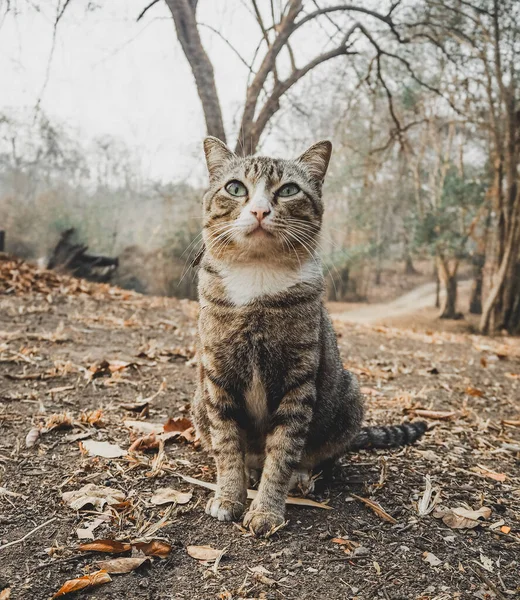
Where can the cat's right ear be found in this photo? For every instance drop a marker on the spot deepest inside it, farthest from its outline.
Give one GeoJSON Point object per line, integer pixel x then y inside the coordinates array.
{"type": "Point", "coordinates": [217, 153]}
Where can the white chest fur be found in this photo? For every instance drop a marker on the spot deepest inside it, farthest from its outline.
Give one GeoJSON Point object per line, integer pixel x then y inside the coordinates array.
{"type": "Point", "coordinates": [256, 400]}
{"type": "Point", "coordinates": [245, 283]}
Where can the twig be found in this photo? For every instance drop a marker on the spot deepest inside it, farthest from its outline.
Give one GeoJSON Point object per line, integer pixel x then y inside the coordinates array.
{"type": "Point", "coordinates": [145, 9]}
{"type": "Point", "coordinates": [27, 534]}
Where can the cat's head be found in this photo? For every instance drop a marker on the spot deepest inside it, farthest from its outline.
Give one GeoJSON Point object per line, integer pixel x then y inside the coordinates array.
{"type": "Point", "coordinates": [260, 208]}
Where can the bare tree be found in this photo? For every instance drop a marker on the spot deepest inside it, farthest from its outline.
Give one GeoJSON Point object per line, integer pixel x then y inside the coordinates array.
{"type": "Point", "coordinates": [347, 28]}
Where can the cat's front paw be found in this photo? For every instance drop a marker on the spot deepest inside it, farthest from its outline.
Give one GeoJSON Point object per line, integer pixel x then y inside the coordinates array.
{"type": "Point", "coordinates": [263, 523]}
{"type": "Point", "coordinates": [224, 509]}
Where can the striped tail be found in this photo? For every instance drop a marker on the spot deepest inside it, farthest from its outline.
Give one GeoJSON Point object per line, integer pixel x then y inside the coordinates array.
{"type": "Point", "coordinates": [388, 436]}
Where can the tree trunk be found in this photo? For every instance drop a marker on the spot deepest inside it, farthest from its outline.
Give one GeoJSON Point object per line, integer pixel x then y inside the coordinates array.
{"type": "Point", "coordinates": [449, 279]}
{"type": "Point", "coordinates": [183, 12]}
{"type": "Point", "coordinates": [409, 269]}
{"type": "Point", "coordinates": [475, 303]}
+ + + + + + +
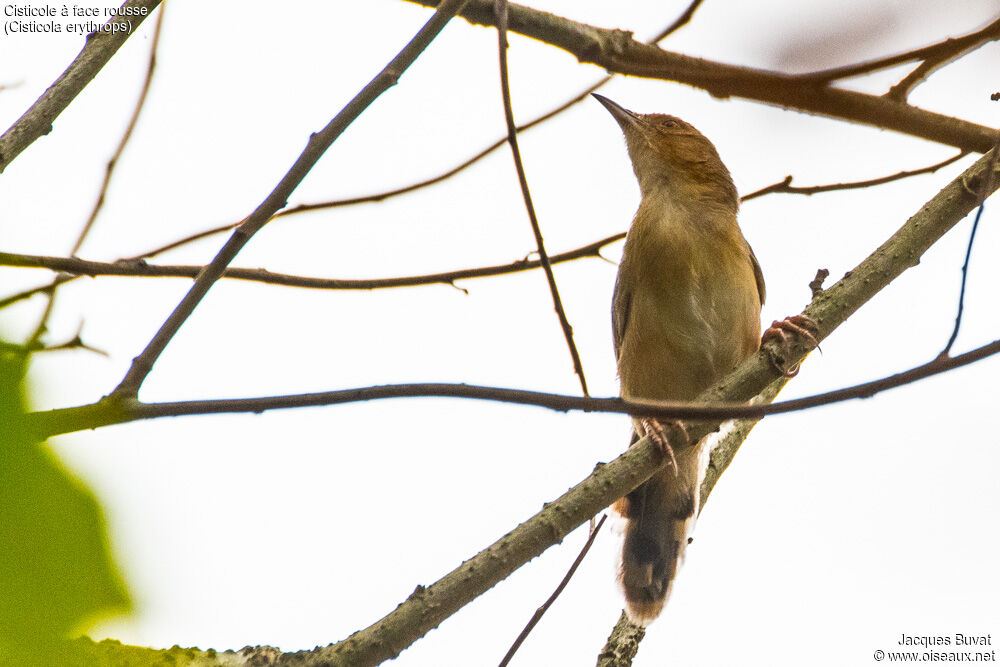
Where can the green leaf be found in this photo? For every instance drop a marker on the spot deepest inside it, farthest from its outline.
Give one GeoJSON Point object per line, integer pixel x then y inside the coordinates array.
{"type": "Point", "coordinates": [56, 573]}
+ + + + + + +
EXERCISE AIM: Please reproduce, exactly as they appear above, the lines from the line containing "Where can the bare" up to and including the line containing "Where can the striped".

RESPONSE:
Where can the bare tree be found in this photo? For every instance drop a marker on the spot deepest inside it, farthest from its outline.
Give one GeoJSON Point object per line, integer pixel x then y inside the coordinates array.
{"type": "Point", "coordinates": [347, 28]}
Where can the cat's front paw be found in this photo? For every instance drop a marker on the spot deepest inside it, farthest from its outline.
Give one GeoJSON Point object per line, integer pixel x then y inside the coordinates array.
{"type": "Point", "coordinates": [263, 523]}
{"type": "Point", "coordinates": [224, 509]}
Where can the striped tail be found in this photo? For every instance drop a marker on the spot deepest inside it, farthest from its outline.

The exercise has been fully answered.